Items listed in a dataset
-=-=-=-=-

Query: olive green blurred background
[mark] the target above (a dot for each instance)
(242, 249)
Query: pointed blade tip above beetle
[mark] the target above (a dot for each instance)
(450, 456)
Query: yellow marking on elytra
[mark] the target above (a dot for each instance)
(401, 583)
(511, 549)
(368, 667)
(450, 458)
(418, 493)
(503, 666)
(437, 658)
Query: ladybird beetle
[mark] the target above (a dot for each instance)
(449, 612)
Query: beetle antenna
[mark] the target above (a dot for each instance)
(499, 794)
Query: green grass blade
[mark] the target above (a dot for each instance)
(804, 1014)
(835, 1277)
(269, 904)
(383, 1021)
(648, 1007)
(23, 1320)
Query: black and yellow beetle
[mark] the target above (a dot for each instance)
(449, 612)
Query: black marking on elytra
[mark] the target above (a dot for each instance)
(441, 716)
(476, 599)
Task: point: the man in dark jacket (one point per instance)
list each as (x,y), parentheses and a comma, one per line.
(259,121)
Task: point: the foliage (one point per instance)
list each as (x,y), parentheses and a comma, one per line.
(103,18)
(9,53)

-=-=-=-=-

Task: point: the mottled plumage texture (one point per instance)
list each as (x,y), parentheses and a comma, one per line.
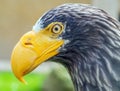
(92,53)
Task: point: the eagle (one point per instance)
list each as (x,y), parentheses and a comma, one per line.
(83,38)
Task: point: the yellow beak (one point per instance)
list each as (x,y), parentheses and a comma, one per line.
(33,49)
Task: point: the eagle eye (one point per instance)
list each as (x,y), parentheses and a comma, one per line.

-=-=-=-=-

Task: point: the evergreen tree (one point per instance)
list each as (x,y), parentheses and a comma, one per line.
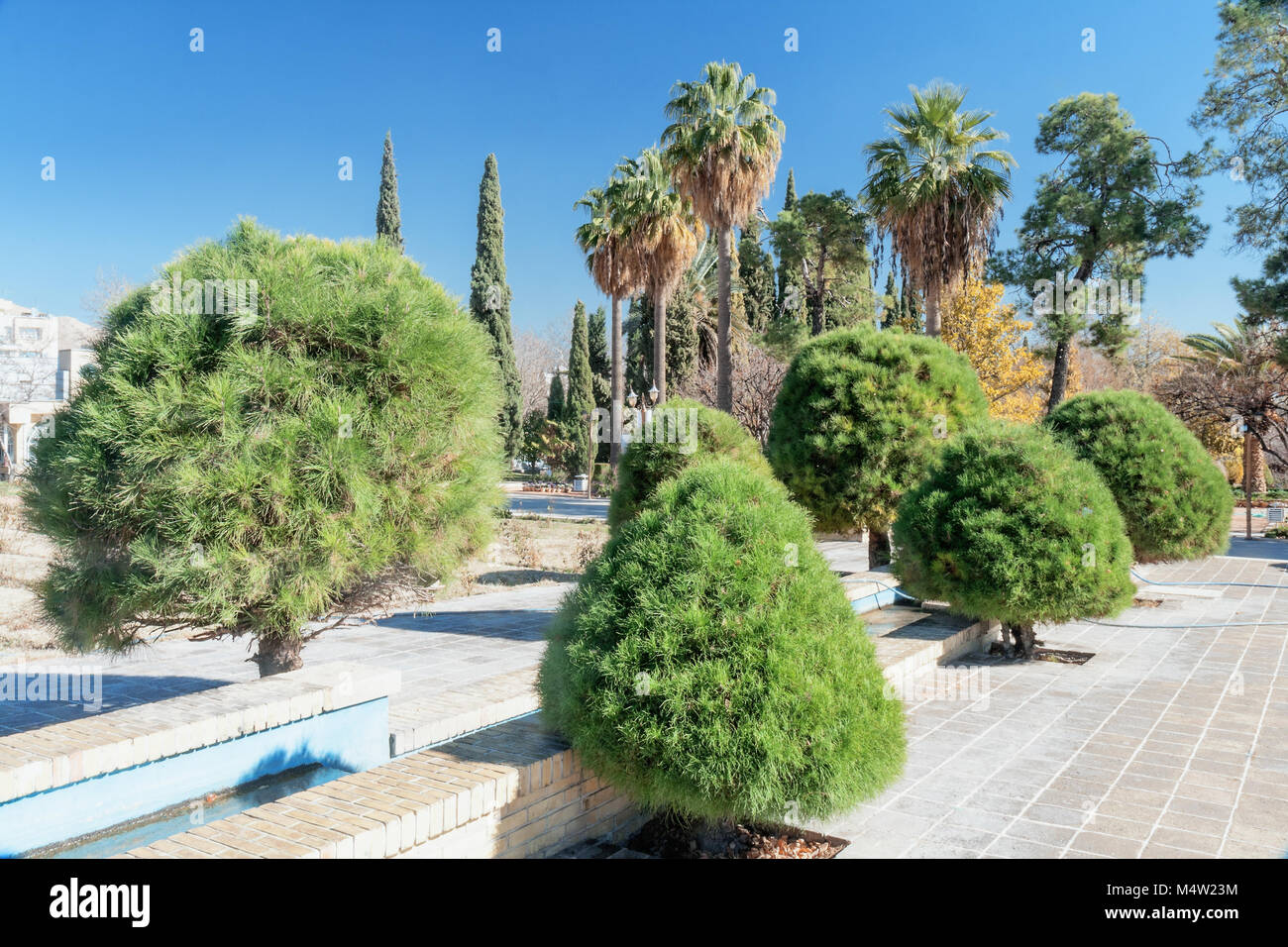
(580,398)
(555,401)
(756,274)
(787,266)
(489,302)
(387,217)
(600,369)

-=-=-=-=-

*EXERCISE OBJECTIVE*
Select each line of the items above that contains the word "marking". Matches must have the same uppercase and lowercase letters.

*TASK OUTPUT*
Query: yellow marking on elytra
Query: black marking on elytra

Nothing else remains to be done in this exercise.